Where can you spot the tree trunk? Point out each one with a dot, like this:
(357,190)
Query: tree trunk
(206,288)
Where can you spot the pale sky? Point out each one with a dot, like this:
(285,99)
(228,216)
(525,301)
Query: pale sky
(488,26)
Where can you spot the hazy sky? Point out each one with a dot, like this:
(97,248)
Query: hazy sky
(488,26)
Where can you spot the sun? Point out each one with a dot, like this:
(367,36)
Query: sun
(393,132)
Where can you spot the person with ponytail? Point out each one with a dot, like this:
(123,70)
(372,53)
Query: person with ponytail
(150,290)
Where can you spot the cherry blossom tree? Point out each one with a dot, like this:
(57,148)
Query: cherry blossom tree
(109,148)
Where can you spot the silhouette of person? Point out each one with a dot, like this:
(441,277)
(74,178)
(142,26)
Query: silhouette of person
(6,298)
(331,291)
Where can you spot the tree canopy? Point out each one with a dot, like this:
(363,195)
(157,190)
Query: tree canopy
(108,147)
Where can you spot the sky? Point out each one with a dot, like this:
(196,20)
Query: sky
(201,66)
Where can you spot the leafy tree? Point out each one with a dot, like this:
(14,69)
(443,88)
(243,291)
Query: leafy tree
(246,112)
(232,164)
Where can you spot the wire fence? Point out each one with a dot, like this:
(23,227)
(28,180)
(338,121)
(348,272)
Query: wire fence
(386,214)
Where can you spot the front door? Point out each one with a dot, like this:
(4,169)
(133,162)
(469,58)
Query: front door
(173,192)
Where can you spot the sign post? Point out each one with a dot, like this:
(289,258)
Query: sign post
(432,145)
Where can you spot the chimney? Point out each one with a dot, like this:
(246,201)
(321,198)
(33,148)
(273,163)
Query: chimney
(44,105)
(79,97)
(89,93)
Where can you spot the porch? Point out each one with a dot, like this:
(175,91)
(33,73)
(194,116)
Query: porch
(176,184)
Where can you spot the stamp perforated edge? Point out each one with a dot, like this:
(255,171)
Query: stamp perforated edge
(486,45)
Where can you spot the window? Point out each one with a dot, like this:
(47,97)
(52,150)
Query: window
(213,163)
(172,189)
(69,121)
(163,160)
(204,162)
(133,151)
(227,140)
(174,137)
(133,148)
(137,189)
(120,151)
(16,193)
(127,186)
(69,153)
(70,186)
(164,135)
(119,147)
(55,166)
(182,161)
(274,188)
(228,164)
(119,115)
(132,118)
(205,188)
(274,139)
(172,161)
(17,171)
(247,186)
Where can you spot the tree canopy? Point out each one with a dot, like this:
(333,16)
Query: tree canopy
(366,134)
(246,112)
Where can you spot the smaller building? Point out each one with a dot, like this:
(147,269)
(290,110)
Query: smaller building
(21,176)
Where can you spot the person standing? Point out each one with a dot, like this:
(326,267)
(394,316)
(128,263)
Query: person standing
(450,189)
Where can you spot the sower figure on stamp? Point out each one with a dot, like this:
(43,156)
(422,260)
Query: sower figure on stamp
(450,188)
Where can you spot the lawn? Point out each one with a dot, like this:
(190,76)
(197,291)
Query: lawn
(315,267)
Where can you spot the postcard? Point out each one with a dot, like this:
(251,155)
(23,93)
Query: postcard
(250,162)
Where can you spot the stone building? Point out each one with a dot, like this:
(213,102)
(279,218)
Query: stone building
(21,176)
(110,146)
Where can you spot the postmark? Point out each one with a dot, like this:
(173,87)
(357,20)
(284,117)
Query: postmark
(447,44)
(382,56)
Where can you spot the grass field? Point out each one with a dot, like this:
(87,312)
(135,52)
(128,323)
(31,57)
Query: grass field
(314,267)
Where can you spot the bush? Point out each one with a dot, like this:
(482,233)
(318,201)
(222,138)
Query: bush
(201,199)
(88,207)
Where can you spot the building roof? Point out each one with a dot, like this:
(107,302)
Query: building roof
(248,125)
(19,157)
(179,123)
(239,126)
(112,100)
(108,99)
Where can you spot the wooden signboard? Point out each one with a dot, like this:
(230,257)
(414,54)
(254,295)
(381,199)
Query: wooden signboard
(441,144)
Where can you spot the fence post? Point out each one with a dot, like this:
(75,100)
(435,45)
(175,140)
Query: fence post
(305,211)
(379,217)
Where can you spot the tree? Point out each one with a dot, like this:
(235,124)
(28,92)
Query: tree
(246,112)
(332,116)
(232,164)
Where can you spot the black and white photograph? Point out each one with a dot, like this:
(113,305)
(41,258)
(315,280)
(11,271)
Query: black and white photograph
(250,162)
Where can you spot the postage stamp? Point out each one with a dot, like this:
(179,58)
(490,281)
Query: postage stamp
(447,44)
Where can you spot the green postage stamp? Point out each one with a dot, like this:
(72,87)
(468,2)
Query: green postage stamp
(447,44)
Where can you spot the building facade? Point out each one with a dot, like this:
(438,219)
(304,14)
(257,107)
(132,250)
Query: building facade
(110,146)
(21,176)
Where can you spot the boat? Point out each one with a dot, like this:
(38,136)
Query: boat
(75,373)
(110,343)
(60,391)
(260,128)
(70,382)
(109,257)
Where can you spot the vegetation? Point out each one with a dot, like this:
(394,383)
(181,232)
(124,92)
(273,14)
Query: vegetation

════

● Exercise description
Repeat, exactly and only, the lines above from the one containing "Where can you spot the tree?" through the end of the material.

● Result of the task
Where can you spot the tree? Point out each one with a dot, like this:
(235,124)
(28,92)
Query: tree
(246,112)
(332,116)
(232,164)
Where can you spot the black and white photograph? Point out each one with a dot, like this:
(113,305)
(41,258)
(315,280)
(11,271)
Query: black and white photograph
(250,162)
Where can you spot the postage stamp? Point out each one with a dot, like this:
(179,58)
(490,281)
Query: postage stamp
(447,44)
Where can you spot the green postage stamp? Point out each one with a dot, like this:
(72,87)
(468,2)
Query: green postage stamp
(447,44)
Where can you spot the building facade? Point out each one with a dot, like this:
(438,219)
(304,14)
(257,107)
(132,250)
Query: building facade
(110,146)
(21,176)
Where can you spot the boat? Point out each one with a dot, like this:
(38,136)
Query: boat
(75,373)
(110,343)
(60,391)
(260,128)
(70,382)
(109,257)
Where can you spot the vegetation? Point out each one with a dot, like this:
(394,383)
(181,232)
(124,92)
(273,14)
Query: vegetation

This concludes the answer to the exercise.